YOUR ASSIGNMENT ▸ Go through the records below and write each one out again unchanged.

MATERIAL FOR THIS EXERCISE ▸
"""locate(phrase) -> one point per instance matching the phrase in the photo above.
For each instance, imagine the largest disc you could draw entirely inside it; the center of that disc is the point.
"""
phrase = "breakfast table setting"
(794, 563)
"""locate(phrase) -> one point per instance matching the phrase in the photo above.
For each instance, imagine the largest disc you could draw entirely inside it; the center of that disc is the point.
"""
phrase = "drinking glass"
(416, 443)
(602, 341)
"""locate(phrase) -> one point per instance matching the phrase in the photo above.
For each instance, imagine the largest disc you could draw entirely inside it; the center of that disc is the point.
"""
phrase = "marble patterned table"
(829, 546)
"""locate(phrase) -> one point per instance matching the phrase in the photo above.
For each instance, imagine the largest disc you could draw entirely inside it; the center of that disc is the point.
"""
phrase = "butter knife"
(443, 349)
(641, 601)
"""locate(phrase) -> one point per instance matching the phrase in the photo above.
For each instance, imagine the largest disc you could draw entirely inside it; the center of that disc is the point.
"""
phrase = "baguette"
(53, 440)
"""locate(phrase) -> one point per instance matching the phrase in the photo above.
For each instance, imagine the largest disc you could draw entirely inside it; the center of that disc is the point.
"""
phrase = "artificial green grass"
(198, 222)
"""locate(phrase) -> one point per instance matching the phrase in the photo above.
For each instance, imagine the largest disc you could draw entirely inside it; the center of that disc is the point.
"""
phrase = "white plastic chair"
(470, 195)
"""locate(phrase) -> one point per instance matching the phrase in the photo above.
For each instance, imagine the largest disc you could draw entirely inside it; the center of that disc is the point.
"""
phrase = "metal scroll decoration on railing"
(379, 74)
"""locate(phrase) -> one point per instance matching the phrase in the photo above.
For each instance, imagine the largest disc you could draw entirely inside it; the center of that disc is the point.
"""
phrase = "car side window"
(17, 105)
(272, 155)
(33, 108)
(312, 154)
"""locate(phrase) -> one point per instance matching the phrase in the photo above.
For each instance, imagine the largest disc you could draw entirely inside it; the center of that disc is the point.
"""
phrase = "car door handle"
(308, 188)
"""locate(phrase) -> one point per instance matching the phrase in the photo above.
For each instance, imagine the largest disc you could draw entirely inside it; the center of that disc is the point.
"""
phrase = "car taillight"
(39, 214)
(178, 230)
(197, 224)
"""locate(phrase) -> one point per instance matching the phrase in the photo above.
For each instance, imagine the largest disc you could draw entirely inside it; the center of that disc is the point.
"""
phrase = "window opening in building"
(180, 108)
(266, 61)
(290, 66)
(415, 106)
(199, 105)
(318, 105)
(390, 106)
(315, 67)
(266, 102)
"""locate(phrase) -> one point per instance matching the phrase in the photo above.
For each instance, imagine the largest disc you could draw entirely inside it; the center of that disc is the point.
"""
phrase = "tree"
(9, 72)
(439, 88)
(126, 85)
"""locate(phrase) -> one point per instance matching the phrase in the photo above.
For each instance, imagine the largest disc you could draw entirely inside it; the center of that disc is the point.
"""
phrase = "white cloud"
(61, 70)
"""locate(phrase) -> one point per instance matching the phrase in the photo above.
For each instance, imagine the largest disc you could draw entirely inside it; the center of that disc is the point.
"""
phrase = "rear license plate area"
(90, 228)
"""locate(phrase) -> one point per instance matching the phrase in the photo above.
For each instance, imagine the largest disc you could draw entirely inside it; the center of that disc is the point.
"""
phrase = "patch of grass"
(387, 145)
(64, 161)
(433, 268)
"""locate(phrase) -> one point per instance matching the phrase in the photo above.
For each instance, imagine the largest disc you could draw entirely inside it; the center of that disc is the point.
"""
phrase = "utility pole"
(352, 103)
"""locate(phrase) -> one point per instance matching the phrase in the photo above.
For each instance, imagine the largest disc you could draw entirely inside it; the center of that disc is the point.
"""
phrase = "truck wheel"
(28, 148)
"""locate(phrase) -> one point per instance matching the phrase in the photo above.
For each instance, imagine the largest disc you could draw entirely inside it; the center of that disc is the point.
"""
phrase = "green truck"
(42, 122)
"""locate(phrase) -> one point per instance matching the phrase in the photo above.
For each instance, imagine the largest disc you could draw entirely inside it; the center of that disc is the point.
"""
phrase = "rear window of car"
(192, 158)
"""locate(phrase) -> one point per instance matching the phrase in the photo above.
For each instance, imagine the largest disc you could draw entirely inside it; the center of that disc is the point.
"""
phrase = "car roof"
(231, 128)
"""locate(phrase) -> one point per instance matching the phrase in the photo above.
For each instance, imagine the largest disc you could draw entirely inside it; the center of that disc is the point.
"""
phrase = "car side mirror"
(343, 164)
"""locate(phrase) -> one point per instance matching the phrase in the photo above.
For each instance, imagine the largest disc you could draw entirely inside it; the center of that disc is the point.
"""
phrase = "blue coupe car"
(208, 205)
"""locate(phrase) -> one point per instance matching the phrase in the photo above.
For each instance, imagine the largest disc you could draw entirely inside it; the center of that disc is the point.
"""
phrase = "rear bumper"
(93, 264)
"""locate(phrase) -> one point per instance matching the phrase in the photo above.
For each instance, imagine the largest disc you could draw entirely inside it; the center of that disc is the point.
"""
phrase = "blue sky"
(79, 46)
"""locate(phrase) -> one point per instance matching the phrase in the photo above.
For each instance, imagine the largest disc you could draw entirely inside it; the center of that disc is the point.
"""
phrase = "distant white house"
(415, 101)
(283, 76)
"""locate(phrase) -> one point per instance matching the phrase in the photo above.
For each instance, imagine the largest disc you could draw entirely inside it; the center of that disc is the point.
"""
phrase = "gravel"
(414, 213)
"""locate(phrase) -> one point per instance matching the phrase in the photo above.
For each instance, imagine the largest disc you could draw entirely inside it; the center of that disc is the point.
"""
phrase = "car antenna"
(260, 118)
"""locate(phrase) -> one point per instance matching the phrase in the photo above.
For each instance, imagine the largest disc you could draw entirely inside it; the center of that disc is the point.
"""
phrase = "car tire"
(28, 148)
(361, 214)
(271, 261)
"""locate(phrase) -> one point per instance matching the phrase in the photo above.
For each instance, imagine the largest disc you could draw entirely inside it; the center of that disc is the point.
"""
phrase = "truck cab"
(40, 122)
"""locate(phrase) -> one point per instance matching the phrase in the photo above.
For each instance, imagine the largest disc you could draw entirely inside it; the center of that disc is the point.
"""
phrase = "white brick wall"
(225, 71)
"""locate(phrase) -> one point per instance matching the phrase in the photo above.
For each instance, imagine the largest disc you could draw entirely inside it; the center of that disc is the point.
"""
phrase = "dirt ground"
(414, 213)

WRITTEN SOLUTION ▸
"""locate(phrase) -> one point per instance matching the phrase in the photo above.
For each instance, imagine the largest disc you could draw entirely inside it; the center of that disc is the point.
"""
phrase = "breakfast table setting"
(794, 563)
"""locate(phrase) -> one point per instance matching the phrase in the photo above.
For each instance, imagine the largest disc you could draw entirely inside it; the center of that disc is the point.
"""
phrase = "drinking glass"
(416, 443)
(602, 341)
"""locate(phrase) -> one point per instance matching the phrase in the photo above.
For each instance, imagine the largest disc you could draw entirely inside it; the center of that disc is the point.
"""
phrase = "marble patterned table"
(829, 546)
"""locate(phrase) -> one point per instance matching the phrase in the photo above.
For each instance, imagine the largest disc you could draw entirely inside it; the center of that disc is the point.
"""
phrase = "butter knife"
(443, 349)
(641, 601)
"""locate(phrase) -> one point per instance matching the phrase in the photo above.
For each instance, imagine the largest disc you could draw entirely inside it; the center of that disc is the point.
"""
phrase = "baguette"
(53, 440)
"""locate(phrase) -> one point per instance matching the phrase in the photo above.
For each instance, imagine the largest disc you could draw entirely inside it; the center of that disc is the point.
"""
phrase = "artificial green grass"
(198, 222)
"""locate(phrase) -> one point per instance matching the phrase in the photo above.
For each instance, imagine the largest disc you could draw entirely inside it; the center of that disc is the point.
"""
phrase = "white plastic chair"
(470, 195)
"""locate(phrase) -> one point per instance matching the phrase in the photo above.
For each instance, imagine the largest disc you could draw entirely inside it; the center of that disc is the point.
"""
phrase = "metal scroll decoration on railing"
(379, 74)
"""locate(phrase) -> one point per instance matching the phrase in the photo above.
For each instance, imagine the largest disc you could draw entirely inside it; the center of that disc is the point.
"""
phrase = "car side window"
(17, 105)
(272, 155)
(33, 108)
(312, 154)
"""locate(phrase) -> one point per instance matching the phrase in the photo above.
For each instance, imagine the largest disc you could draw entirely inside it; the center of that disc is the point.
"""
phrase = "car door handle"
(308, 188)
"""locate(phrase) -> one point per instance matching the phrase in the photo above.
For each instance, imagine the largest disc you could draw entirely inside it; the center of that disc is the point.
"""
phrase = "car taillight"
(39, 214)
(178, 230)
(197, 224)
"""locate(phrase) -> one point per instance matching the phrase in the photo above.
For each instance, imagine the largest disc you could draw entirely inside it; the center of that disc is the point.
"""
phrase = "window opening in building"
(180, 108)
(266, 61)
(290, 66)
(415, 106)
(199, 105)
(318, 105)
(390, 106)
(315, 67)
(266, 102)
"""locate(phrase) -> one point per instance matching the phrase in the photo above.
For each instance, imagine the largest disc you could draw entirely inside it; the center of that disc is the point.
"""
phrase = "tree"
(9, 72)
(439, 88)
(126, 85)
"""locate(phrase) -> one point per instance matching the phrase in the photo above.
For each instance, imagine the largest disc you could draw entirely inside it; the center of that disc is the point.
"""
phrase = "white cloud"
(61, 70)
"""locate(phrase) -> one point per instance matching the phrase in the photo above.
For each instance, imagine the largest disc you could draw entirely inside it; the center of that disc is the point.
"""
phrase = "rear license plate area"
(90, 228)
"""locate(phrase) -> one point per instance matching the phrase in the photo above.
For each instance, imagine the largest disc you could draw entirely inside it; the center of that disc is the point.
"""
phrase = "patch of grass"
(387, 145)
(64, 161)
(433, 268)
"""locate(phrase) -> one point per instance matching the phrase in the photo above.
For each instance, imagine the largest disc you could draw entirely inside it; the center of that disc is the point.
"""
phrase = "utility pole"
(352, 103)
"""locate(phrase) -> one point per instance matching the phrase in the photo above.
For each instance, imagine the largest disc you could draw entirely inside it; the center of that disc is the point.
"""
phrase = "truck wheel"
(28, 148)
"""locate(phrase) -> one point per instance matching the phrase in the photo above.
For each instance, imagine the largest disc you could draw entirely inside it; the center of that disc is the point.
"""
phrase = "green truck"
(42, 122)
"""locate(phrase) -> one point per instance matching the phrase in the photo above.
For each instance, imagine the largest disc you could draw entirely inside it; the center of that disc is the point.
"""
phrase = "rear window of car"
(192, 158)
"""locate(phrase) -> one point per instance matching the phrase in the photo above.
For each instance, imagine the largest disc you could draw entirely inside it; the center of that disc is the point.
"""
phrase = "car roof"
(231, 128)
"""locate(phrase) -> one point per instance matching the phrase in the photo above.
For each instance, imagine the largest disc you could draw entirely inside it; the center of that disc is the point.
"""
phrase = "car side mirror"
(343, 164)
"""locate(phrase) -> one point per instance matching the phrase in the photo above.
For each instance, imagine the largest disc you could draw entirely inside it; the center of that disc is the point.
"""
phrase = "blue coupe car"
(208, 205)
"""locate(phrase) -> one point per instance matching the phrase in the photo above.
For each instance, imagine the largest disc you could draw entirely inside it; the center of that disc is the point.
"""
phrase = "rear bumper"
(93, 264)
"""locate(phrase) -> one point per instance matching the phrase in the photo above.
For each instance, imagine the largest disc you could draw entirely inside it; the center of that disc is the point.
"""
phrase = "blue sky"
(79, 46)
"""locate(phrase) -> one point per instance matching the phrase in the photo above.
For each instance, imagine the largest disc you could draw entirely inside it; the center of that disc is the point.
"""
phrase = "distant white house"
(415, 101)
(283, 76)
"""locate(phrase) -> one point per instance matching the phrase in the photo above.
For each instance, imagine the largest disc you could draw entirely inside it; the center of that disc is the point.
"""
phrase = "gravel"
(414, 213)
"""locate(phrase) -> one point per instance matching the phrase in the photo above.
For each instance, imagine the largest disc you could draw entirely inside it; the center of that disc is the point.
"""
phrase = "car antenna"
(260, 118)
"""locate(phrase) -> one point per instance matching the phrase in the photo above.
For each instance, imagine the largest disc you could draw entirely inside it; the center of that disc is the point.
"""
phrase = "car tire"
(28, 148)
(361, 214)
(271, 261)
"""locate(phrase) -> one point per instance matching the phrase in the photo above.
For each instance, imagine the largest disc you could draw entirely inside it; the center of that disc is the point.
"""
phrase = "truck cab"
(40, 122)
"""locate(phrase) -> one point per instance matching the phrase in the photo above.
For each instance, imagine the largest disc you could draw entirely inside it; the center of that disc is the point.
"""
phrase = "white brick wall"
(225, 71)
"""locate(phrase) -> one point per instance matching the phrase in the photo above.
For each instance, imagine the largest disc you could draw entirely inside it; the center of that disc is the point.
"""
phrase = "dirt ground"
(414, 213)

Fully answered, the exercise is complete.